Several lakes producing salt and borax were passed, and after 9 days to the
S.E. they reached Kinglo, a place on the river Chu-sangpo, which was so large that
it could not be forded during the summer. »This river flows eastward and falls into
the lake called Nala-Ring-cho, or Cho-Sildu, said to be about the same size as the
Mansarowar Lake; it has a small island in the centre. The lake is reported to re-
ceive a large stream from the south, another from the east, and a third from the
north, the latter draining part of the Phaiyu-Pooyu district. The lake is said to have
no exit . . . Then the party went S.W. to the Manasarovar. They followed the course
of the Sangpo-chu (Chu-sangpo) nearly to its source, crossing one very high range
called Nakchail, and another called Riego and finally descending to the Lake Man-
sarowar. The Nakchail and Riego ranges are evidently off-shoots of the Kailas
peak.» ¹

The Pundit heard that south of the lake was a well-known monastery called
Shellifuk, the residence of a great Lama. Still farther south there are some high
snowy peaks and the district Roonjor. North are the districts Gyachun and Girke,
of which the latter was supposed to adjoin Phaiyu-Pooyu.

This passage is both important and interesting. To begin with, it proves
that the Pundits never succeeded in going to Nganglaring-tso and Selipuk-gompa,
and that no traveller had ever reached these places before I visited them in 1908.
+++
◆ PROMPT ◆
In the travel passage above, what is the lake called Nala-Ring-cho said to have in its center?

◆ RECORD EXTRACTS ◆
+++
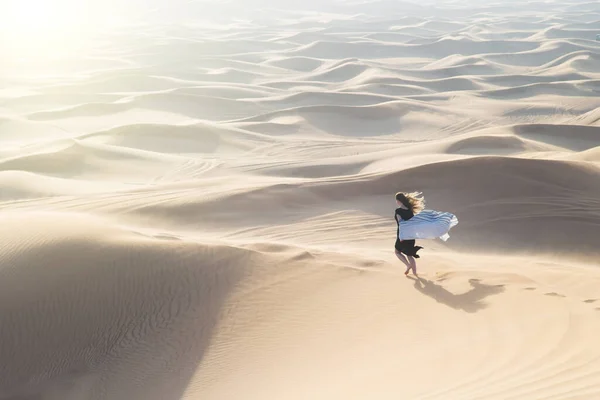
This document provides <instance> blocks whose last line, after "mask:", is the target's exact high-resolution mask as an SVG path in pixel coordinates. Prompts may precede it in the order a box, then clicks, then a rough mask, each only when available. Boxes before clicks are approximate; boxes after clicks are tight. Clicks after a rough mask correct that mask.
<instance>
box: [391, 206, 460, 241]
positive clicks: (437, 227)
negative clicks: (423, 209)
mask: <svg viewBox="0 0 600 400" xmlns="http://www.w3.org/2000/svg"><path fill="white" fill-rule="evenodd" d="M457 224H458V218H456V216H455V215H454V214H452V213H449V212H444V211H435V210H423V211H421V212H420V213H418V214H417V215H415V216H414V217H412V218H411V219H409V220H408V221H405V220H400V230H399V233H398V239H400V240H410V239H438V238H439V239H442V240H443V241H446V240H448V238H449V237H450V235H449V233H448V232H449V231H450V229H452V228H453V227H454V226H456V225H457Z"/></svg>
+++
◆ RESPONSE TO THIS TASK ◆
A small island.